** begin **
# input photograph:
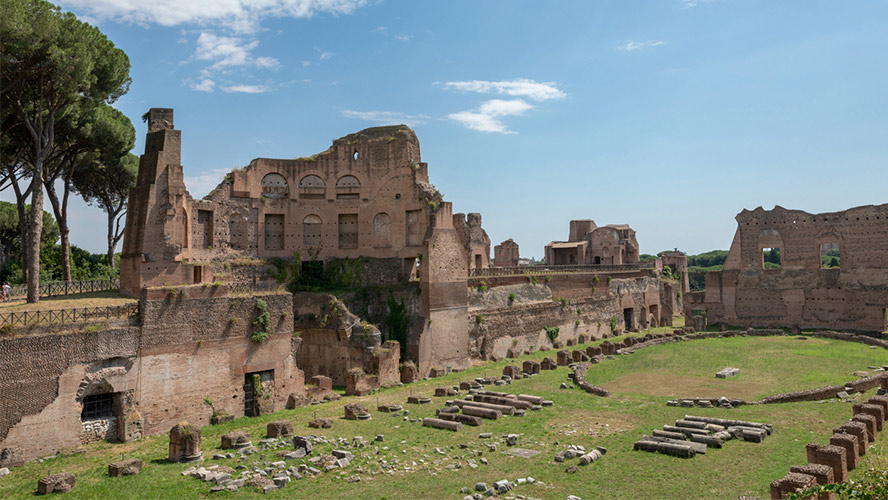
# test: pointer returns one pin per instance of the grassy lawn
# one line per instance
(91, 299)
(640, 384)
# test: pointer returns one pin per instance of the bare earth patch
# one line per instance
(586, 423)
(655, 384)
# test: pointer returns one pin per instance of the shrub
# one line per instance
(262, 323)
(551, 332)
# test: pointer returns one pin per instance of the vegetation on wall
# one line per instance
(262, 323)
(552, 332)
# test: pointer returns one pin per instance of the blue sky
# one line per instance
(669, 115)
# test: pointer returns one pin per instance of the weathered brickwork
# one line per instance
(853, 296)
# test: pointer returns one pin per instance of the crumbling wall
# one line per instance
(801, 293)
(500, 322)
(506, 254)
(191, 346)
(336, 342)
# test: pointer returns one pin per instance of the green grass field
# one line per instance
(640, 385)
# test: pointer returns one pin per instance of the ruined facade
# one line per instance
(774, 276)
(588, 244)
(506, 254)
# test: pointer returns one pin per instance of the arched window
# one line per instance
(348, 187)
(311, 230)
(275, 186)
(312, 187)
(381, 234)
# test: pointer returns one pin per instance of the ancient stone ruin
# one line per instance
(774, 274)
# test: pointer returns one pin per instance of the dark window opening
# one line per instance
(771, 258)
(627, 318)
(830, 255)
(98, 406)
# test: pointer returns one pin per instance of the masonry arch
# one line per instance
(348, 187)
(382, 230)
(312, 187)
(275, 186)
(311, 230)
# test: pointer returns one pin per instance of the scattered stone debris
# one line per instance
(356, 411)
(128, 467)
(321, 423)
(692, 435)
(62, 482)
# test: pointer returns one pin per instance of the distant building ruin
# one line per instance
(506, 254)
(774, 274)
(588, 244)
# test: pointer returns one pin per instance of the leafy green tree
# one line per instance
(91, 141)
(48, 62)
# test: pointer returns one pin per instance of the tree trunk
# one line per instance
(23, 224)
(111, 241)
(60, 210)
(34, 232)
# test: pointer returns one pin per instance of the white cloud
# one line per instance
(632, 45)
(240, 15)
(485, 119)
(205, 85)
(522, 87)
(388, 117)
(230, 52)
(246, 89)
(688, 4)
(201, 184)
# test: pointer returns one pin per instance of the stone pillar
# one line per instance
** end **
Set down every record once more, word for word, without pictures.

**TASK RESULT:**
# input photograph:
# test: pointer returns one pin per instance of the grassy lawn
# one line per instance
(91, 299)
(640, 384)
# test: pointer returns one pin per instance of the bare earth patch
# one line per instance
(586, 423)
(655, 384)
# test: pointer returns one pin per instance of the shrub
# one line per instance
(262, 323)
(551, 332)
# test: pointer returns one pin per instance of the vegetation on wall
# one line per instance
(262, 323)
(552, 332)
# test: pointer returns one pin per instance of the blue sky
# one line per instance
(669, 115)
# test: pointer returns one pin per instance of the weathered brickwork
# one line per instance
(853, 296)
# test: pointer returns one pin per instance of the crumbling wall
# one line per instance
(801, 293)
(500, 322)
(506, 254)
(191, 346)
(336, 342)
# test: pointer returns one pin per instance of the green grass field
# one line per instance
(640, 385)
# test: pointer returns one pin per instance of the ruined facade
# one line per instance
(774, 276)
(588, 244)
(506, 254)
# test: pointer returns one pin per instance of the arched window
# one line per instance
(348, 187)
(311, 230)
(275, 186)
(312, 187)
(381, 234)
# test: pointer returns one pin per instance of the ancient stone ruin
# one line per instance
(774, 274)
# test: pointer returns one pin per instance of the dark window opening
# one line per instance
(771, 258)
(627, 318)
(830, 255)
(98, 406)
# test: pointer returns one pin per instance of the masonry arch
# one line per instance
(348, 187)
(382, 230)
(312, 187)
(275, 186)
(311, 230)
# test: pointer returns one pin per instance of the scattered stone debris
# one line per instance
(356, 411)
(128, 467)
(321, 423)
(692, 435)
(62, 482)
# test: pointer returns one pin per instance of the distant building ruin
# one line per instance
(506, 254)
(774, 274)
(588, 244)
# test: pointer returns one pin per instance of the leafy green tree
# one line per instance
(91, 141)
(48, 62)
# test: pointer returns one pin per instance of the tree trunk
# one line per instance
(23, 224)
(111, 241)
(60, 210)
(34, 232)
# test: pointer returns one pin per instance of the white cloud
# one line per instance
(632, 45)
(240, 15)
(485, 119)
(205, 85)
(522, 87)
(388, 117)
(230, 52)
(246, 89)
(688, 4)
(201, 184)
# test: pointer returns one pin per instance of the stone pillar
# one line per instance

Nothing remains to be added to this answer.